*ACTIVITY*. Give back the entries verbatim.

(Saved entries)
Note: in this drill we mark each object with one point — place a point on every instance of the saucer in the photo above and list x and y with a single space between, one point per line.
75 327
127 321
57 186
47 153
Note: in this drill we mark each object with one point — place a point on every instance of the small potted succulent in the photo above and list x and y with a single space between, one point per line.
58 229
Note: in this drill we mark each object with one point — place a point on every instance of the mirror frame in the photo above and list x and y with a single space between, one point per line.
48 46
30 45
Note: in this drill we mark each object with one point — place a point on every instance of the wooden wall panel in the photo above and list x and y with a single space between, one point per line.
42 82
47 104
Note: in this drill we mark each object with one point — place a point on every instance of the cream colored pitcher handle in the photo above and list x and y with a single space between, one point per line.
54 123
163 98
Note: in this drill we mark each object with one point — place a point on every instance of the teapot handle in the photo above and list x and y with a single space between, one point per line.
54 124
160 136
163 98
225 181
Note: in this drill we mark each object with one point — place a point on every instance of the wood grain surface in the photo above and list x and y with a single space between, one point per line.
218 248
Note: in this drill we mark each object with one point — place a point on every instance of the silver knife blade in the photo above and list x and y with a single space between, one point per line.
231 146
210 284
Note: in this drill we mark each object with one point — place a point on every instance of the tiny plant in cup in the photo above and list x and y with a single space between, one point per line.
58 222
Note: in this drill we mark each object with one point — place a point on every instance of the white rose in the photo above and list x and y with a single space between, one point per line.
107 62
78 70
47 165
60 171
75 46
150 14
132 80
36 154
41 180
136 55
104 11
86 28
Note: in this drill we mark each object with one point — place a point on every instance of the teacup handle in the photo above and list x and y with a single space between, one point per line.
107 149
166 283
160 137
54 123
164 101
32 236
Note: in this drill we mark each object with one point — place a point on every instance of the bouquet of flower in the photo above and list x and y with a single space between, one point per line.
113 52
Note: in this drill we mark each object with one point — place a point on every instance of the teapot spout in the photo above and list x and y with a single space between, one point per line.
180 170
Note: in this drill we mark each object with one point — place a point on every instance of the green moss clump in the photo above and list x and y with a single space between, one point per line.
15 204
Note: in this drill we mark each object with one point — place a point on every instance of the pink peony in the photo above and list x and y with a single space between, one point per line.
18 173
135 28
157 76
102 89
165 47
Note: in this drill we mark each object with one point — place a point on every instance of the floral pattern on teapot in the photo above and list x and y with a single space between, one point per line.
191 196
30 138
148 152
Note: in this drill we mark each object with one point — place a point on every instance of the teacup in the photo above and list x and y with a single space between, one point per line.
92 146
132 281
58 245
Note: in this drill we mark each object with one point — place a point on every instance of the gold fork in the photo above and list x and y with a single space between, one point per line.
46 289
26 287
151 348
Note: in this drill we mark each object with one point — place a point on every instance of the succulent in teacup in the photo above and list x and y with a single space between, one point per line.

*EXERCISE RESULT*.
Note: in this drill we mark each object with one point — place a point on every instance of the saucer in the photo above and list x and y with a single space between, one point per line.
75 327
127 321
57 186
47 153
Note: in this drill we mark each object with one point — place a point on every instance of the small potted succulent in the photo above and list x and y with a single space between, one point per line.
58 229
Note: in this drill we mark each object with one point — place a point on every instance of the mirror frame in the photo above and list x and y with a single space between, one point per line.
48 46
30 45
Note: in this drill we mark each object with one point — place a point on every instance of the wooden wall panel in the photo above and list x and y with a single space between, one point per line.
42 82
47 104
Note: in this drill we mark each object with one point — place a point on every instance of the cream colored pitcher handle in the photo above and list x and y with a single space between, one point per line.
54 123
163 98
Note: in this drill we mark each object with one point — place a point on every instance of the teapot handle in the photo above and list x and y with a single space between, one point per line.
54 124
160 136
163 98
225 181
Note: in this drill we mark each object with one point — place a point on every instance of the wood grain surface in the photo above and list x and y with a single space between, one point per line.
218 248
Note: in this drill we mark each object with one point — place a point on every instance of the silver knife blade in the photo above and list x and y with a single space between, one point per line.
231 146
210 284
Note: in this drill we mark each object with one point — place a point on every instance of the tiny plant in cup in the photo above and list x and y with a single space between, one point per line.
58 222
Note: in this drill we mark each object with one point — place a point on every instance of the white rose in the photo above and list x and y with a single space between, one point per line.
107 62
78 70
47 165
60 171
75 46
150 14
132 80
36 154
41 180
136 55
104 11
86 28
Note: in this drill we mark each object with one point — place a point on every instance of the teacup handle in the photo above and list x and y with a single space between, one point per line.
107 149
166 283
160 137
54 123
164 101
32 236
Note: in this drill we mark each object with one point — place a point on every instance of the bouquet of flower in the photo above and list x and y with a single space between, one point per line.
113 52
Note: in this drill we mark each object with one point — place a point on every instance of the teapot spout in the photo above and list x and y with a single space between, one point per line.
180 170
Note: in this drill we mark each object with one point — place a point on every instance of the green moss clump in the photo above and list x and y with a single space between, one point per line.
15 204
Note: in this drill we mark each object with one point — place a point on every instance of the pink peony in the photo above and list x and y with a single space between, one point per line.
18 173
135 28
157 76
102 89
165 47
Note: in this drill we mark each object with one point — place a point on every instance of the floral pattern on teapot in the photo above and list x and y with a single space between, one point per line.
191 196
30 138
148 152
Note: in this drill we mark each object with one point — place a point on every instance of the teacup in the photo above and list x and y with a single space between, one point per line.
92 146
132 281
58 245
Note: in this drill we mark each object with one point — place a point on every instance of the gold fork in the photo above and list x and y with a single space between, one point per line.
46 289
26 287
151 348
Note: in this drill we mark each object with one point — place a point on every instance of the succulent in teacup in the photo above and list x and y with a single space between, one point per line.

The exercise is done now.